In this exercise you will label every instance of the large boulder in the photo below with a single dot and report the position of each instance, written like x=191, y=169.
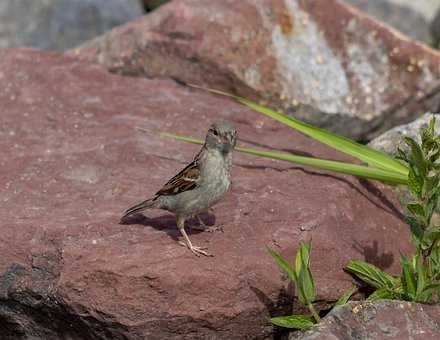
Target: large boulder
x=320, y=60
x=61, y=24
x=385, y=319
x=407, y=20
x=73, y=159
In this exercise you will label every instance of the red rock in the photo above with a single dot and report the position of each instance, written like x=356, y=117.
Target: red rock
x=321, y=60
x=383, y=319
x=73, y=160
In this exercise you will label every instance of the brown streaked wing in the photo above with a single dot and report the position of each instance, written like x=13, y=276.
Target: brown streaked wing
x=185, y=180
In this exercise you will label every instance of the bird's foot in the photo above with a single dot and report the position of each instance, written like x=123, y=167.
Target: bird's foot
x=214, y=228
x=197, y=250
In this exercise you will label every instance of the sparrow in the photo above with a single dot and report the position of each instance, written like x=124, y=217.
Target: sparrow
x=200, y=185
########
▶ _REQUIRED ACTION_: Across all the records, find the lines containing the word "above" and reproduce each one.

▶ _RESPONSE TO THIS TASK_:
In this exercise you will label every instance of the red rock in the photo above with a single dot and report the position of each instance, written like x=356, y=117.
In this exercise you will label every instance of the brown streaked wing in the photo above with a single dot and report the position of each instance, written like x=13, y=276.
In this exercise you will label every instance of the bird's foot in the photo above with a single dot and report the position of each instance, written like x=123, y=167.
In this exercise you will label every instance of the sparrow in the photo above with a single dot and report the position of each instance, written like x=124, y=217.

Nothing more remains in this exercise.